§ EXERCISE DIRECTIONS
Copy the entries below word for word, leaving out the pictures.

§ Named-object pointing entries
··········

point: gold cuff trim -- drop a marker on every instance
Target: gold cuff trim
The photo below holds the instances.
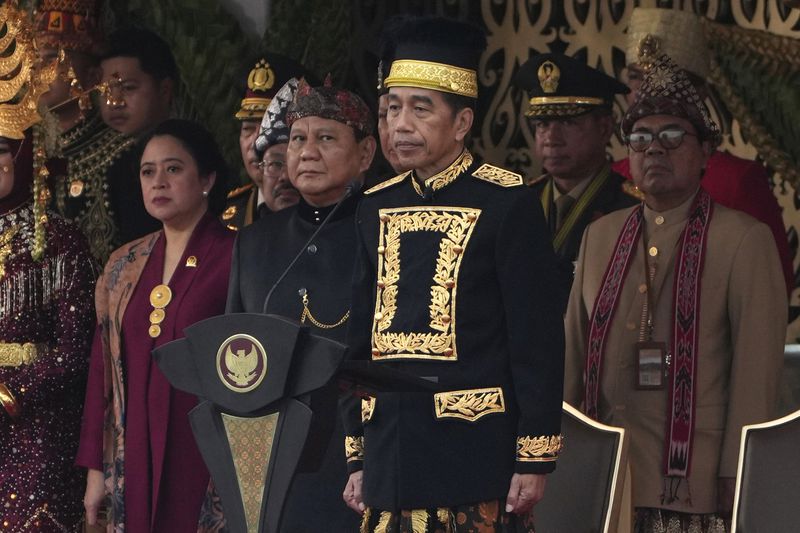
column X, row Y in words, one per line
column 8, row 401
column 435, row 76
column 579, row 100
column 539, row 449
column 354, row 448
column 367, row 409
column 469, row 404
column 17, row 354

··········

§ RESPONSE TO THIS EXERCISE
point: gold cuff trim -- drop a marker on every instance
Target: gold cuff trim
The photo below holds the instances.
column X, row Y in words, one per line
column 8, row 401
column 435, row 76
column 579, row 100
column 539, row 449
column 354, row 448
column 367, row 409
column 469, row 404
column 17, row 354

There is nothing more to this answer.